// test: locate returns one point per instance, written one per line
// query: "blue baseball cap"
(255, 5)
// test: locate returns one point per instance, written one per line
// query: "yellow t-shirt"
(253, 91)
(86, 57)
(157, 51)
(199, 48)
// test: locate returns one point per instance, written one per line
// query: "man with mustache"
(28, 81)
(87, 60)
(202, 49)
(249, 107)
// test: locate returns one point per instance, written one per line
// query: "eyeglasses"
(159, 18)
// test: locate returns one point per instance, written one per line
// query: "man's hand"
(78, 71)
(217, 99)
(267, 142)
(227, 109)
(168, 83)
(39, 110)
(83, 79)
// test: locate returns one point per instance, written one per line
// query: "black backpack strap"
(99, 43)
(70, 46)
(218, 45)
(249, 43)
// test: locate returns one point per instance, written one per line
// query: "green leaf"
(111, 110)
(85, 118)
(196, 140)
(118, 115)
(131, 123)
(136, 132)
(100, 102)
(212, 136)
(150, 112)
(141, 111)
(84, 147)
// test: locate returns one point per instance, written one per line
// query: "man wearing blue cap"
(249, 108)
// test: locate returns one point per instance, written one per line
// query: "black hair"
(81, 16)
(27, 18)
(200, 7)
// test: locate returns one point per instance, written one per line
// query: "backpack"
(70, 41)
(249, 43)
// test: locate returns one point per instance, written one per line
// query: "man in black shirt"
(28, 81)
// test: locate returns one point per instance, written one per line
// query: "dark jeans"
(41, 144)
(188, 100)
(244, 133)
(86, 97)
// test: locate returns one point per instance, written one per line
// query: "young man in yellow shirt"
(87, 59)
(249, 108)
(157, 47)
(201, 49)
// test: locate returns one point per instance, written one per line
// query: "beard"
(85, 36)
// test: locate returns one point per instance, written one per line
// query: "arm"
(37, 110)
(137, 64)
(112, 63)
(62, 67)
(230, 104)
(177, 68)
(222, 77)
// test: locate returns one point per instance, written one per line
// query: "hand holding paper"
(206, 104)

--- Work required ---
Rewrite all the lines above, putting "prompt" in place of "query" at every occurrence and leaving everything else unchanged.

--- Response to the exercise ---
// test: locate returns one point per instance, written one per line
// prompt: "blue baseball cap"
(255, 5)
// test: locate returns one point per instance, written one per line
// prompt: "yellow t-shirt"
(253, 91)
(86, 57)
(157, 51)
(199, 48)
// test: locate returns one point per instance, written one per line
// prompt: "man with mustache"
(28, 81)
(87, 60)
(202, 49)
(249, 107)
// test: locate returns one point per instance, written one per line
// prompt: "eyeglasses"
(159, 18)
// test: locate returns one point per instance, written one per line
// prompt: "man's hand"
(78, 71)
(217, 99)
(267, 142)
(227, 109)
(168, 83)
(39, 110)
(83, 79)
// test: locate returns one point per instance, written one per line
// prompt: "black backpack strap"
(99, 43)
(70, 46)
(218, 45)
(249, 43)
// test: locate returns one point per instance, written one per line
// prompt: "green leaf"
(111, 110)
(85, 118)
(196, 140)
(118, 115)
(131, 123)
(136, 132)
(100, 102)
(212, 136)
(150, 112)
(141, 111)
(84, 147)
// test: locate returns one point per instance, written one per line
// prompt: "man wearing blue cap"
(249, 108)
// test: locate returns one point per instance, written one per line
// prompt: "black hair"
(81, 16)
(27, 18)
(200, 7)
// test: locate returns one point per instance, written one per line
// prompt: "backpack"
(70, 41)
(249, 43)
// test: locate returns one point per instance, written one per line
// prompt: "man in black shirt"
(28, 81)
// test: locate returns one point per instance, written one per line
// prompt: "dark jeans"
(41, 144)
(188, 100)
(244, 133)
(86, 97)
// test: locate returns one point per instance, written one per line
// prompt: "young man in yellow shirt"
(87, 59)
(249, 108)
(157, 47)
(201, 49)
// test: locate returns one point per instance, written one per line
// prompt: "beard"
(85, 36)
// test: locate returns one point per instance, written one per line
// prompt: "arm"
(37, 110)
(137, 64)
(112, 63)
(62, 67)
(230, 104)
(177, 68)
(222, 77)
// test: locate returns one point per instance, written one per line
// prompt: "hand holding paper"
(206, 104)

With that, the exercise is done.